Russian and Soviet engineer (1875–1936)

Ivan Gavrilovich Alexandrov (Russian: Ива́н Гаври́лович Алекса́ндров; 1 September [O.S. 21 August] 1875 – 2 May 1936) was a Russian and Soviet engineer who played a significant role in the modernization of the Soviet Union.

==Career ==
In 1920, Alexandrov participated in developing the GOELRO plan which was the electrification plan of the Soviet Union. From 1921 to 1927, he was Chief Engineer of the design organization Dniprobud or Dniprostroy (Дніпробуд; «Днепрострой») and, in 1926, designed the Dnipr Dam on the Dnipr. From 1921, he headed the Regionalisation Committee of Gosplan and, as the director with support from Gleb Krzhizhanovsky, used rational economic planning rather than "the vestiges of lost sovereign rights" to divide the Soviet Union into thirteen European and eight Asiatic oblasts.

He participated in the plan of the general scheme for the electrification of Slovenia, and, in Asia, the plan for the construction of the Baikal-Amur Mainline (BAM).

From 1927 to 1930 he was the Head of the Department of Hydrology, Meteorology and Regulation of Flow at the Moscow State University of Environmental Engineering (MSUEE) (Московский государственный университет природообустройства).

He died in Moscow and was buried at the Novodevichy Cemetery.

## What to do
1. In the Alexandrov biography, where was he buried?
2. Can you turn the paragraph of the Alexandrov biography beginning "In 1920, Alexandrov participated" into a short list that keeps its main facts?
3. Reproduce the stretch of the Alexandrov biography from "He participated in" through "государственный университет природообустройства).".

## Available data
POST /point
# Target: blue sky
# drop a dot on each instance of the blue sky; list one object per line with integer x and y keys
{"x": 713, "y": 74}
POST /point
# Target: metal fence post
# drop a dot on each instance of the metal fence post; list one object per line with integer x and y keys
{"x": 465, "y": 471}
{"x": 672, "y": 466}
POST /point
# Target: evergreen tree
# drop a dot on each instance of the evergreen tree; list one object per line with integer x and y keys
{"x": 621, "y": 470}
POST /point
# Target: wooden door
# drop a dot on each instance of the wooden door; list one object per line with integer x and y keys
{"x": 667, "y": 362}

## Answers per task
1. At the Novodevichy Cemetery.

2.
- 1920: helped develop the GOELRO plan, the Soviet Union's electrification plan.
- 1921–1927: Chief Engineer of the design organization Dniprobud (Dniprostroy).
- 1926: designed the Dnipr Dam on the Dnipr.
- From 1921: headed the Regionalisation Committee of Gosplan. As director, with support from Gleb Krzhizhanovsky, he used rational economic planning rather than "the vestiges of lost sovereign rights" to divide the Soviet Union into thirteen European and eight Asiatic oblasts.

3.
He participated in the plan of the general scheme for the electrification of Slovenia, and, in Asia, the plan for the construction of the Baikal-Amur Mainline (BAM).

From 1927 to 1930 he was the Head of the Department of Hydrology, Meteorology and Regulation of Flow at the Moscow State University of Environmental Engineering (MSUEE) (Московский государственный университет природообустройства).